(Point labeling examples)
□ □ □ □ □ □ □

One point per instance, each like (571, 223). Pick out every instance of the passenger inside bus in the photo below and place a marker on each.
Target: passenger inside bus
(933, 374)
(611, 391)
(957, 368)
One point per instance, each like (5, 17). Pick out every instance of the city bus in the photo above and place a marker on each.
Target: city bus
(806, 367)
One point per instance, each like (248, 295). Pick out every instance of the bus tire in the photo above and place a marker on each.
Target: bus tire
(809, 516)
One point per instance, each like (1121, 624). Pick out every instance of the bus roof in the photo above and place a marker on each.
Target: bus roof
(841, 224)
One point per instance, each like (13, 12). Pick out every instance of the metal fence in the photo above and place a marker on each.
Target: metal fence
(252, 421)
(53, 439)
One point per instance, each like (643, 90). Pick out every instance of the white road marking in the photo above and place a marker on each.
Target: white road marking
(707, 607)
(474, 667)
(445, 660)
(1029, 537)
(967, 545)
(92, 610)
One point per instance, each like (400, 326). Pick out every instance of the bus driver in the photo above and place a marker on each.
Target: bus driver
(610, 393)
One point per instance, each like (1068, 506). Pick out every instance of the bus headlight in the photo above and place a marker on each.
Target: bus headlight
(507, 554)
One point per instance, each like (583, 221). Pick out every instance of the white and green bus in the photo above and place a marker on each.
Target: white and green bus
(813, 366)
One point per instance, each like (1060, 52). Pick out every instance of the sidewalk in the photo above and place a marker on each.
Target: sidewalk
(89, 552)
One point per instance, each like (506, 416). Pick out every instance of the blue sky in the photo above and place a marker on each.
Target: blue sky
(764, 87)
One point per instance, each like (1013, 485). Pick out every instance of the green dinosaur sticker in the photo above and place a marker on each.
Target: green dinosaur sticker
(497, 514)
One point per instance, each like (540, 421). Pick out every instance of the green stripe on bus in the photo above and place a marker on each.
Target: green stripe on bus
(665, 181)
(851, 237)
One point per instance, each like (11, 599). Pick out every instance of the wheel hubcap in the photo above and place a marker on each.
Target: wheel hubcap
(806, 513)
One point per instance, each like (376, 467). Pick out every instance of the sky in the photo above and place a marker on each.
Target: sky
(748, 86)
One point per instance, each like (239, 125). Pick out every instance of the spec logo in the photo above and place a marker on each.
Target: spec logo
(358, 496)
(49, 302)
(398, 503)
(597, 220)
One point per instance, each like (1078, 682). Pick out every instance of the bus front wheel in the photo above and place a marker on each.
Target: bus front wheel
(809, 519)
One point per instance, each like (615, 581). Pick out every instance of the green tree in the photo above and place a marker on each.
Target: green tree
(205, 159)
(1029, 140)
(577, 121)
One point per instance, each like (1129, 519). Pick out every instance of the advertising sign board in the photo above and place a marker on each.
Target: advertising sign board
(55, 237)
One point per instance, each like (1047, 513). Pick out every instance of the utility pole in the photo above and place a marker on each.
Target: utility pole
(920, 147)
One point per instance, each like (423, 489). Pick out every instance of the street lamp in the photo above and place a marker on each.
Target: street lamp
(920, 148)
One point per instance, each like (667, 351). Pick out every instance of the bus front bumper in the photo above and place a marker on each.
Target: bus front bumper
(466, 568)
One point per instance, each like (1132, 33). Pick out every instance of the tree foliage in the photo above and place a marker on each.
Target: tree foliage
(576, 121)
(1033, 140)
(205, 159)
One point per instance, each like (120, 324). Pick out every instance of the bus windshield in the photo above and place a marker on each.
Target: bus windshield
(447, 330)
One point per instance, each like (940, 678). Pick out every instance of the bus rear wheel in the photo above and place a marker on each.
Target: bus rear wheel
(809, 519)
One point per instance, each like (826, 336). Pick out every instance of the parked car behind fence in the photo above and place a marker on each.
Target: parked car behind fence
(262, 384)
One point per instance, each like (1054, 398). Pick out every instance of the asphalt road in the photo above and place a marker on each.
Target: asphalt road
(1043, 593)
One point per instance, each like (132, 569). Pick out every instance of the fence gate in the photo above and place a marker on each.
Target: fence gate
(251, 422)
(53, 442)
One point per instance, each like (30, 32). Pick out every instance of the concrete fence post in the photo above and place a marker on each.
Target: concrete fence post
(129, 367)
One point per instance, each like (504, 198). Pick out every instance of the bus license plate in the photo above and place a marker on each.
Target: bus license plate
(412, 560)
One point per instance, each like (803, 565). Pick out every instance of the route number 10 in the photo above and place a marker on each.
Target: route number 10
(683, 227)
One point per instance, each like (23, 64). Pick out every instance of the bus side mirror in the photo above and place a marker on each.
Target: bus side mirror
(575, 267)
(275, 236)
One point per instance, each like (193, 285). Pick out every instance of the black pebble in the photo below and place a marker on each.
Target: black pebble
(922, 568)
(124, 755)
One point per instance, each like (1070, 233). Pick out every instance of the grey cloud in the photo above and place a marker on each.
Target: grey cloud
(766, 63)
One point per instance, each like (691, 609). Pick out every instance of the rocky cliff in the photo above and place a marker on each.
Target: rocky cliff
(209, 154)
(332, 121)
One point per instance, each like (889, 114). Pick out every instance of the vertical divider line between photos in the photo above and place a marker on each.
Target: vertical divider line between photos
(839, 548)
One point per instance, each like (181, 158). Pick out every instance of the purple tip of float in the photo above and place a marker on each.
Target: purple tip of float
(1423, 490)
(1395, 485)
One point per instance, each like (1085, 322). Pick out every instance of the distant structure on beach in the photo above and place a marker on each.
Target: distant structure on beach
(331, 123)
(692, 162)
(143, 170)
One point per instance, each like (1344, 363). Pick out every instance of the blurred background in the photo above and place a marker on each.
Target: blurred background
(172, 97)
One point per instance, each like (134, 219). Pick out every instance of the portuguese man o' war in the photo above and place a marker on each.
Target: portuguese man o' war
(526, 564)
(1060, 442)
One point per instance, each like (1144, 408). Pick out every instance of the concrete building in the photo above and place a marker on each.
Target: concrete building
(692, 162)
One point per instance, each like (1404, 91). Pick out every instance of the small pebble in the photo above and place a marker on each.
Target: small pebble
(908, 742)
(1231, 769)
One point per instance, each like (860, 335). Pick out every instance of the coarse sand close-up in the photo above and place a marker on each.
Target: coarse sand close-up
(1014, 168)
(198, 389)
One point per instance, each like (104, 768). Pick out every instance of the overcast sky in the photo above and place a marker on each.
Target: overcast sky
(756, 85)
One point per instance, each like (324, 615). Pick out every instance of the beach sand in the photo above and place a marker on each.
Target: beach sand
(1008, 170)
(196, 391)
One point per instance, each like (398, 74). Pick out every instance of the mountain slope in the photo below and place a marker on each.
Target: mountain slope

□ □ □ □ □ □ □

> _Set problem_:
Copy out all of the records above with nothing altered.

> _Written response_:
One point per instance, each like (571, 223). Pick out every instance of the passenger inside bus in the photo below and place a marker on each.
Target: passenger inside bus
(933, 374)
(611, 391)
(957, 368)
One point per instance, each like (5, 17). Pick out every instance of the city bus in the photo above and place a marker on each.
Target: city bus
(806, 367)
One point per instance, each like (248, 295). Pick out every instance of the bus tire in the photo above and place a marker on each.
Target: bus tire
(809, 516)
One point per instance, each like (1121, 624). Pick out every instance of the bus roof in the photo above and place a marker on each.
Target: bus roof
(841, 224)
One point per instance, each like (13, 12). Pick out every instance of the metal fence in the photo above and place a marker on each.
Target: metal fence
(252, 421)
(53, 439)
One point per instance, each like (643, 90). Pick out every instance of the white road marking in the photo above and place a marker on each.
Target: white road marking
(707, 607)
(474, 667)
(445, 660)
(1029, 537)
(967, 545)
(92, 610)
One point per instance, each like (400, 326). Pick out every instance of the bus driver in the photo above and place a marker on each.
Target: bus driver
(610, 393)
One point per instance, each like (1068, 506). Pick out every instance of the bus headlight in the photo above and place a marker on each.
Target: bus headlight
(507, 554)
One point per instance, each like (583, 221). Pick out every instance of the white and green bus in the photo above and place a marker on each.
Target: white and green bus
(813, 366)
One point per instance, each like (1060, 52). Pick out every instance of the sidewalk in the photo above and place a marker on each.
Target: sidewalk
(89, 552)
One point per instance, each like (506, 416). Pick out every instance of the blue sky in the photo above and place a marker on each.
Target: blue sky
(764, 87)
One point per instance, each like (1013, 485). Pick out every instance of the green dinosaur sticker in the photo above and place a marker on each.
Target: green dinosaur sticker
(497, 514)
One point per instance, each like (540, 421). Pick out every instance of the green stripe on bus in the photo above and place a marker on each.
Target: green stripe on bus
(665, 181)
(851, 237)
One point per instance, each like (11, 599). Pick out every instance of the wheel hubcap in the photo above and place a marker on each.
Target: wheel hubcap
(806, 513)
One point per instance, each like (376, 467). Pick out every instance of the sky in the photo above and place a marker on each.
Target: sky
(748, 86)
One point per instance, each like (239, 125). Pick out every instance of the spec logo in the photo above and place a marker on each.
Target: spec logo
(358, 496)
(49, 302)
(398, 503)
(597, 220)
One point per instance, each like (1078, 682). Pick out every instance of the bus front wheel in the photo above and place a marker on each.
Target: bus front wheel
(809, 519)
One point per instance, each like (615, 581). Pick out every instance of the green tree in the photo above and place a marker on each.
Target: green tree
(205, 159)
(1029, 140)
(577, 121)
One point per instance, each like (1129, 519). Pick out every instance of the advertising sign board in the photo above and place a marker on each.
Target: advertising sign board
(55, 237)
One point per instance, each like (1047, 513). Pick out every instance of the utility pole in the photo above and place a marker on each.
Target: utility pole
(920, 147)
One point per instance, each like (423, 489). Pick out every instance of the street lamp in the photo above and place a marker on each.
Target: street lamp
(920, 148)
One point per instance, each like (667, 351). Pick out every instance of the bus front bumper in the photo above and place a marker on each.
Target: bus front bumper
(466, 568)
One point per instance, each like (1132, 33). Pick out every instance of the tree foliage in the photo above and place a marker on each.
Target: tree foliage
(576, 121)
(1033, 140)
(205, 159)
One point per instance, each like (120, 324). Pick out every instance of the bus windshield in the photo above and place a marker on each.
Target: bus windshield
(447, 330)
One point per instance, each like (940, 678). Pick out every instance of the bus rear wheel in the photo above and place a marker on each.
Target: bus rear wheel
(809, 519)
One point per instance, each like (826, 336). Pick out every instance of the parked car behind fence in the photo above and place a marker on each.
Target: parked car behind fence
(262, 384)
One point per instance, each like (1054, 398). Pick out every instance of the asphalt road in the photo above and place a marker on each.
Target: asphalt road
(1043, 593)
One point per instance, each like (132, 569). Pick out every instance of the fence gate in the photo above and place a marker on each.
Target: fence gate
(251, 422)
(53, 442)
One point per instance, each like (30, 32). Pick out every instance of the concrete fence post in the photo above and place a marker on each.
Target: concrete fence post
(129, 367)
One point per instance, each like (504, 198). Pick out every instance of the bus license plate in the photo above and place a marker on each.
Target: bus license plate
(412, 560)
One point per instance, each like (803, 565). Pick out every instance of the route number 10 in the photo above and place a marker on each.
Target: route number 10
(683, 227)
One point per instance, each like (23, 64). Pick out every instance of the bus side mirror in the photo above and place a marker on each.
Target: bus side mirror
(575, 267)
(275, 236)
One point per instance, each like (193, 285). Pick out every instance of the black pebble in the photo below and place a marker on each.
Target: black pebble
(922, 568)
(124, 755)
One point per instance, each like (1070, 233). Pick out every instance of the grey cloud in the photo above and place a marker on each.
Target: grey cloud
(766, 63)
One point per instance, each like (691, 609). Pick out every instance of the rocky cliff in the photo above and place a marker on each.
Target: rocky cliff
(209, 154)
(332, 121)
One point per instance, each like (889, 114). Pick out every instance of the vertical divider line between photos in the photo above and place a marker on each.
Target: vertical divider line between photos
(839, 548)
One point per instance, each like (181, 158). Pick out every instance of the purple tip of float in the photo above and place a marker on each.
Target: purple tip of float
(1423, 490)
(1395, 485)
One point per instance, each like (1085, 322). Pick out every instance of the distant structure on beach in the photo above and place a marker on each.
Target: distant structure on beach
(331, 123)
(692, 162)
(143, 170)
One point per instance, each like (1344, 363). Pick out every instance of the blurred background in the photo above and place a marker on each.
Target: blurred background
(172, 97)
One point per instance, each like (134, 219). Pick out every instance of the portuguese man o' war in the photo above and place a marker on each.
Target: portuguese man o' war
(526, 564)
(1060, 442)
One point per instance, each like (1144, 408). Pick out every instance of the concrete building in the photo above and place a marker on each.
Target: concrete building
(692, 162)
One point per instance, each like (1404, 91). Pick out every instance of the small pebble in the photo above and place a marker on each.
Target: small pebble
(908, 742)
(1231, 769)
One point per instance, each like (860, 335). Pick out every instance of the coarse sand close-up in the photo above and place a marker on each.
Target: coarse sand close-up
(1014, 168)
(198, 389)
One point per instance, each like (104, 768). Pick out every instance of the overcast sky in the photo above and place a marker on each.
Target: overcast sky
(756, 85)
One point per instance, each like (324, 615). Pick out every instance of the beach sand in the photo above and place a marker on each.
Target: beach sand
(1008, 170)
(196, 391)
One point per instance, each like (398, 74). Pick out every instance of the mountain slope in the photo below and place a marker on each.
Target: mountain slope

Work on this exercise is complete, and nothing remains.